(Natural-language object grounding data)

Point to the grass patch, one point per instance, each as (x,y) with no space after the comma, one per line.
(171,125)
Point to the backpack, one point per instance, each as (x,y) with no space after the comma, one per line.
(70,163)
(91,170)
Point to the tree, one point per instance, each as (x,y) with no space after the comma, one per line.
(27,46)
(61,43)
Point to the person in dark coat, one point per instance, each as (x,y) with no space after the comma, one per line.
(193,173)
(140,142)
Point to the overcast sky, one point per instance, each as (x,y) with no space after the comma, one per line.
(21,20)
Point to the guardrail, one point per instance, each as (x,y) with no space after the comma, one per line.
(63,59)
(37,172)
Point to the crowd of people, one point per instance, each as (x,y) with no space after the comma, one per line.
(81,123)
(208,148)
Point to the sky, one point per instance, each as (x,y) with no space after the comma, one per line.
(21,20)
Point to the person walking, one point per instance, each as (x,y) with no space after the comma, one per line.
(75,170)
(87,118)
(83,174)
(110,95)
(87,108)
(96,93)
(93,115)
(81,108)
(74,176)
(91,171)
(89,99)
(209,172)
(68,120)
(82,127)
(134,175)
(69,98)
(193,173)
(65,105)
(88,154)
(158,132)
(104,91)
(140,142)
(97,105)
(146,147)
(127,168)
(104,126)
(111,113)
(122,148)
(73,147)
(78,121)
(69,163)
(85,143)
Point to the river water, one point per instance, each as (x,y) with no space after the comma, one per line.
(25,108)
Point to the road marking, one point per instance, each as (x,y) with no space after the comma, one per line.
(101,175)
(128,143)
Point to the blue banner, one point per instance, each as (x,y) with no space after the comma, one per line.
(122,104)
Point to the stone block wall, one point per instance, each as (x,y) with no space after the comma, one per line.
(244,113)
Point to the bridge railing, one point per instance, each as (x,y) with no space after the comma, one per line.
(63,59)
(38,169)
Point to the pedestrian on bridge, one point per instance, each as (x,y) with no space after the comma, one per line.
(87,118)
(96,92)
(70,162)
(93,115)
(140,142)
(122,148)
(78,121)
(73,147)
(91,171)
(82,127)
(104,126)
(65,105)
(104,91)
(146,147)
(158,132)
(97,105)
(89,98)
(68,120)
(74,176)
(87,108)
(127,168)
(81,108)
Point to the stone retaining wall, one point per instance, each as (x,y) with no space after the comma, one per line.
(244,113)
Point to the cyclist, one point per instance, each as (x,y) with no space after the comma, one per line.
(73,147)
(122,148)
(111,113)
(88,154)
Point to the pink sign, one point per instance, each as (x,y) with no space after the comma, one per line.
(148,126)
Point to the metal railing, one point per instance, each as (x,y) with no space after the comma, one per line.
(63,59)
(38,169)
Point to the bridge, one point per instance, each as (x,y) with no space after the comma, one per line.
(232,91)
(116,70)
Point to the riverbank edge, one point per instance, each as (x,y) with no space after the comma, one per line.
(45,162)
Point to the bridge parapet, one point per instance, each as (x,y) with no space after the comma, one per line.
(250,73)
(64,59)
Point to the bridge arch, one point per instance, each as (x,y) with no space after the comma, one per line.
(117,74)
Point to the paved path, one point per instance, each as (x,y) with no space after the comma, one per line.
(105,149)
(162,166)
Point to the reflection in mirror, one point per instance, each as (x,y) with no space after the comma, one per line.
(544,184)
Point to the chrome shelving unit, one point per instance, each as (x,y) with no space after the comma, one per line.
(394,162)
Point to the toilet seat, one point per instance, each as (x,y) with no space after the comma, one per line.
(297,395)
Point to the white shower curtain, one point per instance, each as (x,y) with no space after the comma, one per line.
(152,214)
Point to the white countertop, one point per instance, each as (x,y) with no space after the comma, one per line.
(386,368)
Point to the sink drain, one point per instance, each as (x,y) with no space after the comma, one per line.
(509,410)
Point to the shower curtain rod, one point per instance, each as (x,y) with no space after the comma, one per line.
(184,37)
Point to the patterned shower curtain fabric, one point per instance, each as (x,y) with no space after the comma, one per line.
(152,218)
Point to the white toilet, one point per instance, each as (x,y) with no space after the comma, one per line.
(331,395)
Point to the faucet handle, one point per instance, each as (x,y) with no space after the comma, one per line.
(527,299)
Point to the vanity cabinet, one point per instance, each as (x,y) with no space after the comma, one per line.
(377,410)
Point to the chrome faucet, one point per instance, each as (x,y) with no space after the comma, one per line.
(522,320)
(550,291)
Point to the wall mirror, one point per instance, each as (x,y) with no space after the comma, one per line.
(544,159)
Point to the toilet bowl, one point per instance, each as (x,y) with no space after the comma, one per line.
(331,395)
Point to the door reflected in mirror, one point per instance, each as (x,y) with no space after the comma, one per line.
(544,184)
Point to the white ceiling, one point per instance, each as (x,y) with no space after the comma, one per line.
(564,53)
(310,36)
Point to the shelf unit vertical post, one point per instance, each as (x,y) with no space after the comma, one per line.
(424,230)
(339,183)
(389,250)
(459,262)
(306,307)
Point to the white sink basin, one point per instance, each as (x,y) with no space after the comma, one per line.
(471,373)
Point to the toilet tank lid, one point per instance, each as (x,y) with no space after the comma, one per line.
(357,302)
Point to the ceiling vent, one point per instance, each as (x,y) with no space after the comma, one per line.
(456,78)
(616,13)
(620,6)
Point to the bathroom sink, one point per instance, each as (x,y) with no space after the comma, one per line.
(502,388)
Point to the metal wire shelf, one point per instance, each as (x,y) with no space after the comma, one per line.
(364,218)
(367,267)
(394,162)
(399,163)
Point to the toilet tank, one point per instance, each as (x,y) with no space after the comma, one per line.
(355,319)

### Task
Could you transcribe every record above exactly as it appears?

### Exercise response
Point to the grass patch, one point per instance, each as (x,y) with no space after the comma, one per line.
(171,125)
Point to the backpack, one point per instance, each as (x,y) with no space after the comma, one per line.
(70,163)
(91,170)
Point to the tree, one point per instance, each as (x,y) with no space after the comma, one per line.
(27,46)
(61,43)
Point to the person in dark coat, one point per instance, each as (x,y) with no space after the comma, one per line.
(193,173)
(140,142)
Point to the overcast sky, one point per instance, each as (x,y) with no space after the comma, one per line.
(21,20)
Point to the guardrail, one point per instance, each as (x,y) with no space after the comma, one per line.
(63,59)
(37,172)
Point to the crowd of people, one point per instance, each as (x,y) with no space after the comma, one per line.
(81,123)
(208,148)
Point to the sky, one point per instance, each as (x,y) with no space after the comma, one per line.
(21,20)
Point to the person walking, one point per instance, each as (x,y) with no space after the comma, one per line.
(75,170)
(87,118)
(83,174)
(110,95)
(87,108)
(96,93)
(93,115)
(81,108)
(74,176)
(91,171)
(89,99)
(209,172)
(68,120)
(82,127)
(134,175)
(69,98)
(193,173)
(65,105)
(88,154)
(158,132)
(104,91)
(140,142)
(97,105)
(146,147)
(127,168)
(104,126)
(111,113)
(122,148)
(73,147)
(78,121)
(69,163)
(85,143)
Point to the river water, one point per instance, each as (x,y) with no space after the comma, one per line.
(25,108)
Point to the road marking, one point per instance, each as (x,y) with no space after the comma, one per line.
(101,175)
(128,143)
Point to the blue banner, one point per instance, each as (x,y) with no space after the comma, one per line.
(122,104)
Point to the stone block wall, one point per instance, each as (x,y) with no space after the comma, one per line.
(244,113)
Point to the bridge railing, one point per instance, each as (x,y) with no space after the comma, one per line.
(63,59)
(38,169)
Point to the pedestrian on bridge, one point per instance, each as (x,y) with no space after the comma, one per line.
(87,118)
(96,92)
(70,162)
(93,115)
(140,142)
(122,148)
(78,121)
(73,147)
(91,171)
(82,127)
(104,126)
(65,105)
(104,91)
(146,147)
(158,132)
(97,105)
(89,98)
(68,120)
(74,176)
(87,108)
(127,168)
(81,108)
Point to the stone retaining wall, one point per instance, each as (x,y) with no space after the comma, one per line.
(244,113)
Point to the cyclist, one point per instance, each as (x,y) with no space after the comma, one per line.
(73,147)
(122,148)
(111,113)
(88,154)
Point to the pink sign, one point per instance, each as (x,y) with no space after the comma, one per line.
(148,126)
Point to the metal railing, one point per instance, each as (x,y) with no space after the comma, one per line.
(63,59)
(38,169)
Point to the bridge, one point per instance, each as (x,y) with no space after the comma, one per line.
(232,91)
(116,70)
Point to the riverbank edge, one point per instance, each as (x,y) with no space after the comma, one per line.
(45,162)
Point to the bridge parapet, one point per instance, each as (x,y) with no space after the comma, one per line.
(250,73)
(64,59)
Point to the bridge arch, one point per instance, each as (x,y) with no space after the comma, one per line.
(117,74)
Point to the paved path, one point per instance, each as (x,y) with no space after the comma, one per line.
(105,149)
(162,166)
Point to the reflection in mirror, one point per instance, each as (x,y) with no space after the comma, one per line.
(544,184)
Point to the chrome shelving unit, one point per instance, each as (x,y) with no space after the comma, one per line.
(394,162)
Point to the toilet seat, one point per instance, each as (x,y) with no space after the comma, one per line.
(297,395)
Point to the white shower curtain, one point per instance, each as (x,y) with no space after the comma, one per line.
(152,214)
Point to the white countertop, one point per instance, each as (x,y) with no space after the comma, one per line.
(386,368)
Point to the sink drain, one point per instance, each as (x,y) with no space after the comma, one per line.
(509,410)
Point to the shower curtain rod, one point per instance, each as (x,y) with no space after the comma, one per line.
(184,37)
Point to the patterned shower curtain fabric, one point per instance, each as (x,y) with no space after the comma, one per line.
(152,218)
Point to the white toilet, one point per instance, each as (x,y) with no space after the comma, one per line.
(331,395)
Point to the faucet handle, one point per instance, each as (x,y) with no space after the comma, one per line.
(527,299)
Point to the vanity cabinet, one point per instance, each as (x,y) with no space after the comma, one per line.
(377,410)
Point to the chrome faucet, one point per instance, each as (x,y) with no space after the comma, one per line.
(522,320)
(550,291)
Point to the wall mirror, one point per instance, each as (x,y) with no space after the comma, one per line.
(544,159)
Point to the toilet bowl, one point per instance, each as (x,y) with no space after the comma, one per line.
(331,395)
Point to the door reflected in mirror, one point per instance, each as (x,y) with no space after the comma, one per line.
(544,184)
Point to the white ceiling, one point per instance, each as (x,y) with no space after the comma, one per line.
(564,53)
(310,36)
Point to the shelf unit vertical post, one point per instance, each as (x,y) with no space after the comma, one per line.
(424,230)
(339,183)
(389,250)
(459,262)
(306,307)
Point to the white sink basin, one point per instance, each as (x,y) with no space after the comma, one per line.
(471,373)
Point to the toilet tank lid, one point per instance, each as (x,y) with no space after the comma, one per line.
(357,302)
Point to the ceiling vent, one point per instance, each as (x,y) with no space after the comma, one per line.
(456,78)
(616,13)
(620,6)
Point to the bathroom sink, one point per instance, each as (x,y) with no space after the comma, one per line.
(502,388)
Point to the metal wire shelf, one point per instance, each as (x,y) with no space after the comma, one per line.
(364,218)
(367,267)
(394,162)
(399,163)
Point to the toilet tank, one point per instance, each as (x,y) with no space after the comma, one per line.
(355,319)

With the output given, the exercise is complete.